From the line with "Where can you see the dense" through the final line, transcribe the material below character for character; include no other lines.

******************************

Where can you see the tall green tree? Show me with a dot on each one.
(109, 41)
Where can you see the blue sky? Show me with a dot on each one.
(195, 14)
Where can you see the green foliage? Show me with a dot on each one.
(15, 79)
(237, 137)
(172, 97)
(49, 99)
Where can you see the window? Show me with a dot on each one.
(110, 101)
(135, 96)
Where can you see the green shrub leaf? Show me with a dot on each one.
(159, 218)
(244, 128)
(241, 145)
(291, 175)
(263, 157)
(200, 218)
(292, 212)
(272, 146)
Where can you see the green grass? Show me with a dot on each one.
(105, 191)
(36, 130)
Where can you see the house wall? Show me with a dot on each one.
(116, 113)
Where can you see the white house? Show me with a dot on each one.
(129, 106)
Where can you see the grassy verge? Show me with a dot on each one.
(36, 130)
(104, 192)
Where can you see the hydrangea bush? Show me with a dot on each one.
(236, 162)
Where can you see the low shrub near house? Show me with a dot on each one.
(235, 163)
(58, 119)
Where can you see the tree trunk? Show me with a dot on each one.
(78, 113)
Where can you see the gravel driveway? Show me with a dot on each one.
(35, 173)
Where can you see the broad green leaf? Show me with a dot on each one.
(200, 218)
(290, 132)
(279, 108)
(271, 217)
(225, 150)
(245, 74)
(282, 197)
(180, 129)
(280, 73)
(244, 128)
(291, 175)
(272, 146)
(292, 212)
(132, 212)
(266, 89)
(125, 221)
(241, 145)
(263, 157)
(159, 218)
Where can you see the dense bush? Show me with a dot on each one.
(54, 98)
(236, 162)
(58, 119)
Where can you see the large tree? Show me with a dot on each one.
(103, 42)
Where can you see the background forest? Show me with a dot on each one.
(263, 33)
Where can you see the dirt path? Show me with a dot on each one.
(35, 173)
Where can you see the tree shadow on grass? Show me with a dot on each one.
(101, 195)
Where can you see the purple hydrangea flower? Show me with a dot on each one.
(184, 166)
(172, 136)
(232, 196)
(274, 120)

******************************

(EXERCISE ANSWER)
Where can you see the dense bush? Show me with a dot on each one.
(54, 98)
(236, 162)
(58, 119)
Where can you see the large tree? Show me with a dot on each one.
(103, 42)
Where can you see the background forest? Show me with a dot on each one.
(263, 33)
Where can you see the dirt path? Show me with a dot on each one.
(35, 173)
Where can you see the tree shadow on grass? Show me with a dot on each one.
(101, 195)
Where can you see the purple hydrangea flower? Show me with a dot on each one.
(184, 166)
(172, 136)
(232, 196)
(274, 120)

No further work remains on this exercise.